ИСХОДНЫЙ ТЕКСТ –
ГЛАВА
IX
ПЕРЕД БИТВОЙ. ДВЕ ОШИБКИ НАПОЛЕОНА
"В
поисках дороги" - художник Ян Хельминский
Начав
активные действия с целью быстрого разгрома русской армии в Польше,
Наполеон допустил две ошибки, которые стоили ему победы.
Первая - переоценив
силы прусского корпуса Лестока, Император выделил на его преследование
целых три своих корпуса: 2 пехотных, Нея и Бернадота, и кавалерийский,
Бессьера, то есть, фактически треть своей армии. К 14 декабря, когда
состоялись сражения при Голымине и Пултуске, эти значительные силы
оказались настолько далеко, что никак не могли повлиять на события на
Нареве.
Но гораздо более серьезной ошибкой стала неверная оценка Императором
направления, по которому станут отступать русские. По движению
французских корпусов в районе Нарева 13-14 декабря и по приказам,
исходивших из штаба Наполеона, становиться очевидным, что он
предполагал, будто Каменский попытается соединиться с корпусом Лестока и
прикрыть дорогу на Кенигберг, чтобы уберечь от захвата последнюю, еще
остававшуюся свободной, прусскую провинцию.

ЗАПИСИ –

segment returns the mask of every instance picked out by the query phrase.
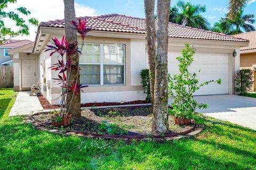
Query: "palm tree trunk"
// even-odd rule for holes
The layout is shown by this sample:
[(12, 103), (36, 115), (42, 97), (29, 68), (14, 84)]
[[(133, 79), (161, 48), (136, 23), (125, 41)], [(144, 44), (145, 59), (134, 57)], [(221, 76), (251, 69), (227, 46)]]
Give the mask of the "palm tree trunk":
[(157, 1), (156, 57), (152, 131), (168, 131), (167, 53), (170, 0)]
[(149, 69), (151, 104), (154, 106), (154, 93), (155, 86), (155, 67), (156, 60), (156, 27), (155, 23), (155, 0), (144, 0), (145, 21), (147, 36), (147, 50), (148, 52)]
[[(77, 42), (77, 31), (76, 30), (70, 28), (72, 26), (71, 21), (76, 21), (74, 0), (63, 0), (63, 2), (66, 38), (68, 42), (71, 44), (74, 42)], [(78, 68), (79, 66), (78, 54), (76, 53), (76, 54), (71, 55), (67, 55), (66, 58), (68, 59), (69, 58), (71, 60), (73, 65), (77, 66)], [(80, 83), (79, 69), (72, 68), (70, 75), (67, 75), (67, 76), (69, 76), (68, 81), (68, 85), (69, 86), (71, 86), (72, 83), (76, 82), (76, 81), (78, 84)], [(81, 115), (81, 111), (80, 91), (78, 91), (76, 94), (74, 94), (74, 96), (73, 96), (73, 92), (68, 92), (67, 96), (66, 103), (71, 103), (68, 106), (67, 110), (70, 110), (69, 113), (68, 113), (79, 116)]]

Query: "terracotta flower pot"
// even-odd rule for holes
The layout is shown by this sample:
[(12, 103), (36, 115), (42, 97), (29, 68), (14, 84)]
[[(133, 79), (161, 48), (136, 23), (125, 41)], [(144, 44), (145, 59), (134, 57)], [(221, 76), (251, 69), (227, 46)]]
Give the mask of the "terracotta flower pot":
[(180, 118), (178, 117), (174, 117), (175, 124), (178, 125), (185, 125), (189, 124), (191, 123), (191, 119)]
[(60, 125), (60, 126), (63, 126), (63, 121), (61, 121), (60, 122), (59, 125)]
[(67, 116), (67, 123), (68, 125), (70, 124), (70, 120), (72, 118), (72, 115), (70, 114), (70, 115)]
[(63, 125), (67, 126), (68, 125), (68, 119), (66, 117), (62, 117)]

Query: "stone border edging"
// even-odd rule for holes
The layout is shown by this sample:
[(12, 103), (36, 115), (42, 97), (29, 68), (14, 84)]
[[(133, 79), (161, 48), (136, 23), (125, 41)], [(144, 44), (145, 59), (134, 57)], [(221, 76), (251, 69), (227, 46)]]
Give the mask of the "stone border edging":
[(141, 140), (141, 141), (162, 141), (167, 140), (172, 140), (175, 139), (180, 139), (183, 138), (191, 138), (197, 135), (200, 133), (204, 129), (204, 125), (196, 125), (194, 124), (193, 127), (187, 131), (175, 133), (164, 135), (140, 135), (140, 136), (131, 136), (131, 135), (110, 135), (110, 134), (101, 134), (98, 133), (84, 133), (81, 131), (76, 131), (69, 130), (60, 130), (58, 128), (47, 128), (45, 125), (39, 122), (36, 122), (33, 117), (33, 115), (38, 114), (39, 113), (33, 114), (31, 116), (26, 116), (25, 117), (23, 122), (29, 123), (31, 123), (32, 125), (36, 129), (39, 130), (48, 131), (57, 134), (61, 134), (65, 136), (76, 135), (78, 137), (83, 137), (85, 138), (102, 138), (105, 139), (116, 139), (123, 140), (128, 143), (131, 142), (133, 140)]

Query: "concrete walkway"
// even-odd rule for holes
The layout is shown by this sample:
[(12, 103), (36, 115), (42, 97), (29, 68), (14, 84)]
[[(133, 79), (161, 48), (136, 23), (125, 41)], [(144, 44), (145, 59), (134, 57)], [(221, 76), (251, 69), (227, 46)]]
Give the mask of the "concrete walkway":
[(256, 130), (256, 98), (237, 95), (196, 96), (209, 107), (197, 112)]
[(31, 115), (43, 110), (37, 97), (29, 96), (29, 92), (30, 91), (19, 92), (9, 116)]

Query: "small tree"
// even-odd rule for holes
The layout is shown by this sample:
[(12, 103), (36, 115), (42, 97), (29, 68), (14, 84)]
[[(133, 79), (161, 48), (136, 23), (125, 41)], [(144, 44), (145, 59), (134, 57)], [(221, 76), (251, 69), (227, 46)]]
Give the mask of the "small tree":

ЗАДАНИЯ –
1. Ответьте на вопросы по тексту о двух ошибках Наполеона.
(a) Сколько корпусов Император выделил на преследование прусского корпуса Лестока?
(b) Какого числа состоялись сражения при Голымине и Пултуске?
(c) С чьим корпусом, по предположению Наполеона, попытается соединиться Каменский?
2. Напишите продолжение текста о двух ошибках Наполеона, начав сразу после его последнего предложения.
Записи представляют собой отдельный материал.

ОТВЕТЫ –
1.
(a) Три корпуса: два пехотных, Нея и Бернадота, и кавалерийский, Бессьера.
(b) 14 декабря.
(c) С корпусом Лестока.

2.
В письмах из штаба Наполеона к Ланну после боев на реке Вкре есть такие
строки: «Неприятель имел одну дивизию в 15 000 человек для
обороны правого берега… Другая, такой же численности, обороняла
Колозомб. Первая из этих дивизий разбита. Дивизия, которая вчера
дралась против Ожеро, кажется, отступила к Сохочину»
(5*)
В следующие два дня французские корпуса Даву, Сульта и Мюрата безуспешно
пытались преследовать и добить эту «разбитую» дивизию, пока неожиданно
не наткнулись на крупную группировку князя Голицына у Голымина и
ввязались с ней в долгое, без какого-либо успеха с их стороны, сражение.
Прибывший к месту боя Наполеон с гвардией намеревался преследовать
отступившие к Макову войска Голицына, полагая, что там и находиться вся
остальная русская армия.
Из-за этих двух ошибок вся Великая армия распалась на три части, не
имеющие прямой связи друг с другом: 3 корпуса шли за Лестоком, еще 3 и
гвардия намеревались преследовать Голицына, в то время, как всего лишь
один
V корпус, маршала
Ланна, подходил к Пултуску.
Отправив маршала с приказом — захватить пултусские переправы, Наполеон
вскоре потерял с ним всякую связь. В последней, успевшей догнать
Ланна депеше, он излагал свое мнение, что на своем пути тот не встретит
сопротивления, разве что в Сиротске (у самого города) настигнет 2 полка
одной из «разбитых» дивизий и пленит их.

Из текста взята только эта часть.